[Contour annotation records]
○ ○ ○ ○ ○ ○ ○
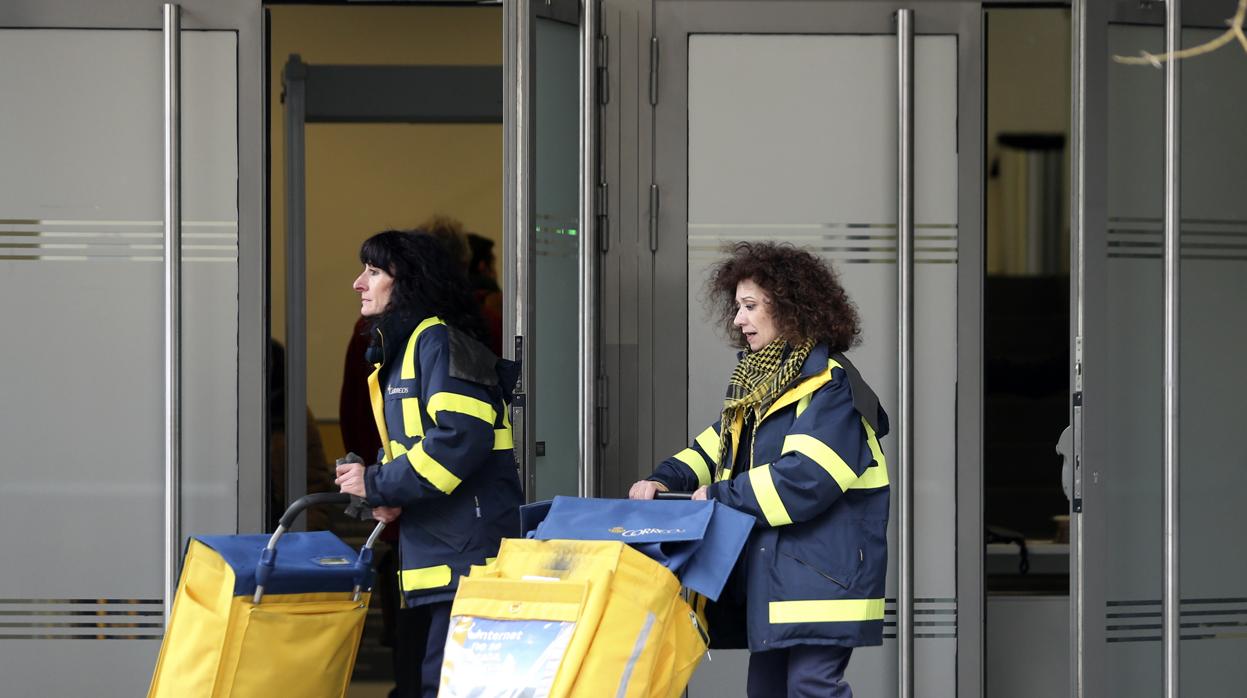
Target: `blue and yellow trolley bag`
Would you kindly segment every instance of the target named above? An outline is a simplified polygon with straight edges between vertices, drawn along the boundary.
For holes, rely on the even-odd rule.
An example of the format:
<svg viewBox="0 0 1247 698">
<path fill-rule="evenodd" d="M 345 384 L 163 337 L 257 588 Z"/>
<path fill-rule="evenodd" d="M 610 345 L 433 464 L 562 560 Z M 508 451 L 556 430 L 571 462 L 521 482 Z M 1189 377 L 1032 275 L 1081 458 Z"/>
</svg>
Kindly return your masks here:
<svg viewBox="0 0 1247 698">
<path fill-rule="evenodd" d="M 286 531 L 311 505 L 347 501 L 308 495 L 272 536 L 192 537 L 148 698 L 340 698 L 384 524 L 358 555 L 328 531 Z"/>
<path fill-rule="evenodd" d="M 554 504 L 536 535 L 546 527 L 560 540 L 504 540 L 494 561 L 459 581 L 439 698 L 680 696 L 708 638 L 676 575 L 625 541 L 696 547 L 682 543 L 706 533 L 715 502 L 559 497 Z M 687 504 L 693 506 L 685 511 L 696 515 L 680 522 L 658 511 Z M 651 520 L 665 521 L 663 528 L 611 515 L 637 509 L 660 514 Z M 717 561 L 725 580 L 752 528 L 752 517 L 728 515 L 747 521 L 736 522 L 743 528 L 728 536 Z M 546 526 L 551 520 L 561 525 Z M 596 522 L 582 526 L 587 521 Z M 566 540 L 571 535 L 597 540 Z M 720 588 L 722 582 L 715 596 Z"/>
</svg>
○ ○ ○ ○ ○ ○ ○
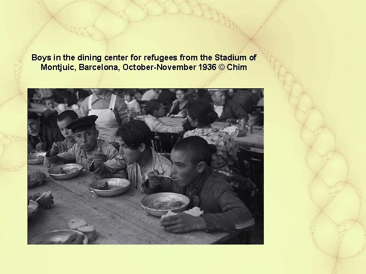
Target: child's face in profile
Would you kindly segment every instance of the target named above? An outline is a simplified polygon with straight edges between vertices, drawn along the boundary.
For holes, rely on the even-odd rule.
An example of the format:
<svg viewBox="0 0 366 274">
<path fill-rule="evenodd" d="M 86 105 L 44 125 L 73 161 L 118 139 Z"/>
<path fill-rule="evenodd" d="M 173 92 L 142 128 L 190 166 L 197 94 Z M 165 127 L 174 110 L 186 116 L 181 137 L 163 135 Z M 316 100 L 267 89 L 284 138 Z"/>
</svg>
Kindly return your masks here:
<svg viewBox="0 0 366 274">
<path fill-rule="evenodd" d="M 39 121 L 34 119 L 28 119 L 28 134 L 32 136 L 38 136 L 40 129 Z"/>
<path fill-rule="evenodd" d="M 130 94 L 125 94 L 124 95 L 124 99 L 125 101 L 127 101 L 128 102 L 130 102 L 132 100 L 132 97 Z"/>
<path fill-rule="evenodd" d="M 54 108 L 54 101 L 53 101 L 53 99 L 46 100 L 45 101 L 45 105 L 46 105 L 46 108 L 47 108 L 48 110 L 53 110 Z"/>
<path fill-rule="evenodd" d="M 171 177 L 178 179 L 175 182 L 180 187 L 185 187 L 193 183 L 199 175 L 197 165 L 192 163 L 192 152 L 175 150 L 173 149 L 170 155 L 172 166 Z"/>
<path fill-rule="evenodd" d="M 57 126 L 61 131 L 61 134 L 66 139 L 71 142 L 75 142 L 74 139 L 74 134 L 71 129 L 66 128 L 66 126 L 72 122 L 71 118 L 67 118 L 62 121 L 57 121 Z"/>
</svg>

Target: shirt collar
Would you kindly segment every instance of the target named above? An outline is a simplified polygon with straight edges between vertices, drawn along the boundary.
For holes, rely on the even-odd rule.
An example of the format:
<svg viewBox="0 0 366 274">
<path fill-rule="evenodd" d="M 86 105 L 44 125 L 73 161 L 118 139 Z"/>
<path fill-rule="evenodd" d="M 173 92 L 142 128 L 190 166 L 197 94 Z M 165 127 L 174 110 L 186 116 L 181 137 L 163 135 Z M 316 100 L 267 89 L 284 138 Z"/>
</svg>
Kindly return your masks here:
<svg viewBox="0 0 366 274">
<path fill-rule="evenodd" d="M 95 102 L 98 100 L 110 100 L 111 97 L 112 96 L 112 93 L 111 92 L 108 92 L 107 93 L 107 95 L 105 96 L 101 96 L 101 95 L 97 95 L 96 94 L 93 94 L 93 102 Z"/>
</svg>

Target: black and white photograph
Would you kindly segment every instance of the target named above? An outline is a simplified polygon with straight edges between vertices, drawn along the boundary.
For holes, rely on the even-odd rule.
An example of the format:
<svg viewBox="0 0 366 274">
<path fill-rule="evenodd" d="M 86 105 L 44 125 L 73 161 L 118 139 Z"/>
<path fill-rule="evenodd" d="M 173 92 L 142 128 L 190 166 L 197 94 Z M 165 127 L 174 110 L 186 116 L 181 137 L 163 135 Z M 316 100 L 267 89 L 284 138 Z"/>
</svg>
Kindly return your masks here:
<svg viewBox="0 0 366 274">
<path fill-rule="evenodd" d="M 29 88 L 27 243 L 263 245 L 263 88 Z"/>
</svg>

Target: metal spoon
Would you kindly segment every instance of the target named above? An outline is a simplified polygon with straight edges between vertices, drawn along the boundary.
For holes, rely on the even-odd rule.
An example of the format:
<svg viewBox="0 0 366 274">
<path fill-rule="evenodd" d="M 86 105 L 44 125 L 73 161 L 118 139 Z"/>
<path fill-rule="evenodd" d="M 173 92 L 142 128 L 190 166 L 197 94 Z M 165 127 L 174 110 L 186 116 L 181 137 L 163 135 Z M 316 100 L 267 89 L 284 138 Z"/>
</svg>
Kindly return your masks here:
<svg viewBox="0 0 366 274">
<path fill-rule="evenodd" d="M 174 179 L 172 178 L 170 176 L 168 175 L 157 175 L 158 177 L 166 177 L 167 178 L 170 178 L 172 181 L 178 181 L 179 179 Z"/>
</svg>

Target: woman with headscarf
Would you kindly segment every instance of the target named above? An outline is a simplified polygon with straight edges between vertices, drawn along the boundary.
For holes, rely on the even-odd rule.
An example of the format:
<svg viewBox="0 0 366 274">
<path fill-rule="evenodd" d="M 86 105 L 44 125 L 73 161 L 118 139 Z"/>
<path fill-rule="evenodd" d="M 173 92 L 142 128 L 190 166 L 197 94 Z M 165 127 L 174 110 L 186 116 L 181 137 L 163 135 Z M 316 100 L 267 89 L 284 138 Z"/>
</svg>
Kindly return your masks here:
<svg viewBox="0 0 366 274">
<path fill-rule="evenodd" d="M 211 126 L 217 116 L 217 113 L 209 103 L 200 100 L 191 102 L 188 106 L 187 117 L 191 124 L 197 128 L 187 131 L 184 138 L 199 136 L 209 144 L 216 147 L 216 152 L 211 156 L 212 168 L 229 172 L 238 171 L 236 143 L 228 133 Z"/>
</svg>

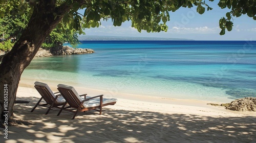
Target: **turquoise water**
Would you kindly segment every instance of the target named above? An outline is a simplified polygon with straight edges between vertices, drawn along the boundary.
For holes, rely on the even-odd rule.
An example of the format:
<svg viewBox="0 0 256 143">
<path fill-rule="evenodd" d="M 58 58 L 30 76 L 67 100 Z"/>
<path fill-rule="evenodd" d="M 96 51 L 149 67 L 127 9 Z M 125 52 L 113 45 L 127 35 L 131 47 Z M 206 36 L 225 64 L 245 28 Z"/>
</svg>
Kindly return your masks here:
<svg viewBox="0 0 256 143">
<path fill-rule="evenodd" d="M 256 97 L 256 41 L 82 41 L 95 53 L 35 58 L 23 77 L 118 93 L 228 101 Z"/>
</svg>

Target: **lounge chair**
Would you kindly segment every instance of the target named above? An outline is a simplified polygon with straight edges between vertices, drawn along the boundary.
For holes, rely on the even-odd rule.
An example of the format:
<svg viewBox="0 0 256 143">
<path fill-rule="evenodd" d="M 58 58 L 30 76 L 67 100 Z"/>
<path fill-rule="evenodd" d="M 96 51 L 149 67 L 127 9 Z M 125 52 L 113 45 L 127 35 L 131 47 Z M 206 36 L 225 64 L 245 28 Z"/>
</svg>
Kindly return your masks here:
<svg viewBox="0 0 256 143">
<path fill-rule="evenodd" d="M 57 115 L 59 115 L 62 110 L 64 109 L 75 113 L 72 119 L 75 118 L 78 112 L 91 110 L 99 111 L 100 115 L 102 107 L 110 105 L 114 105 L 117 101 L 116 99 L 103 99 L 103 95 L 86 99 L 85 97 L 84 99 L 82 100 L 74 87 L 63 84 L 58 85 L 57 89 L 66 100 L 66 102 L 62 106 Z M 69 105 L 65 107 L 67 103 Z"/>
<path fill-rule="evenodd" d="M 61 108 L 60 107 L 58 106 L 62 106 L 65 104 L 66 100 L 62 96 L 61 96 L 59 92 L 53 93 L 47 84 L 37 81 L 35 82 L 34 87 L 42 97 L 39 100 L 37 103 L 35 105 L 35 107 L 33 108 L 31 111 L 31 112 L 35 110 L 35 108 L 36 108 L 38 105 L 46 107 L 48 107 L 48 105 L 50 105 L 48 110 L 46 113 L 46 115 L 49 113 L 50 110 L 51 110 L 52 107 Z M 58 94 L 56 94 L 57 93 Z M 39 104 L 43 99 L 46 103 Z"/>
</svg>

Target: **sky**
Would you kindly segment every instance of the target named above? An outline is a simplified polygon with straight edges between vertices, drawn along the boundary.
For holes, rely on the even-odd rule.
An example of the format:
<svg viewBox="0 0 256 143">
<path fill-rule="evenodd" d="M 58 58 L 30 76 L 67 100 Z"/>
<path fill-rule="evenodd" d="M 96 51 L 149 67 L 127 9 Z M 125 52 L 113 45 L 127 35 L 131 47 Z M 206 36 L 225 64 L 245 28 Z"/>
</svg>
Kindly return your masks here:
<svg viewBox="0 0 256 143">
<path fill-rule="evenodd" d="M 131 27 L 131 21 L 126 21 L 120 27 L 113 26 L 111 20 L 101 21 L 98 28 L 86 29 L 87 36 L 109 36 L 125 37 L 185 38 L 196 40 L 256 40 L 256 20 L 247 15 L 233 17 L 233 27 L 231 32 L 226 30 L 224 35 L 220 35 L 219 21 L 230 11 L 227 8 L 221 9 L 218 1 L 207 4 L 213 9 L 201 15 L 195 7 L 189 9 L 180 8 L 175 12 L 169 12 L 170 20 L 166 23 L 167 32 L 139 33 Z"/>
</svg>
○ ○ ○ ○ ○ ○ ○
**WHAT TO WORK ON**
Copy out everything from the line containing "Target: child's face in profile" down to the line containing "39 121 L 34", keeping the requests as they are, and add 134 to every number in the returned answer markup, both the viewBox values and the outline coordinates.

**FINISHED EXERCISE**
Target: child's face in profile
Would you kindly segment every instance of the target named above? An outline is a simplified polygon with straight edges between vertices, drawn along the boundary.
For holes, rely on the even-odd rule.
An example of the format:
<svg viewBox="0 0 366 274">
<path fill-rule="evenodd" d="M 86 105 L 44 125 L 73 161 L 118 139 Z"/>
<path fill-rule="evenodd" d="M 173 92 L 142 128 L 190 166 L 197 94 Z M 165 127 L 174 110 L 186 116 L 181 137 L 163 135 Z M 316 100 L 267 89 L 284 138 Z"/>
</svg>
Kindly return your masks here:
<svg viewBox="134 134 500 408">
<path fill-rule="evenodd" d="M 173 255 L 168 253 L 162 253 L 162 268 L 166 270 L 172 270 L 174 263 Z"/>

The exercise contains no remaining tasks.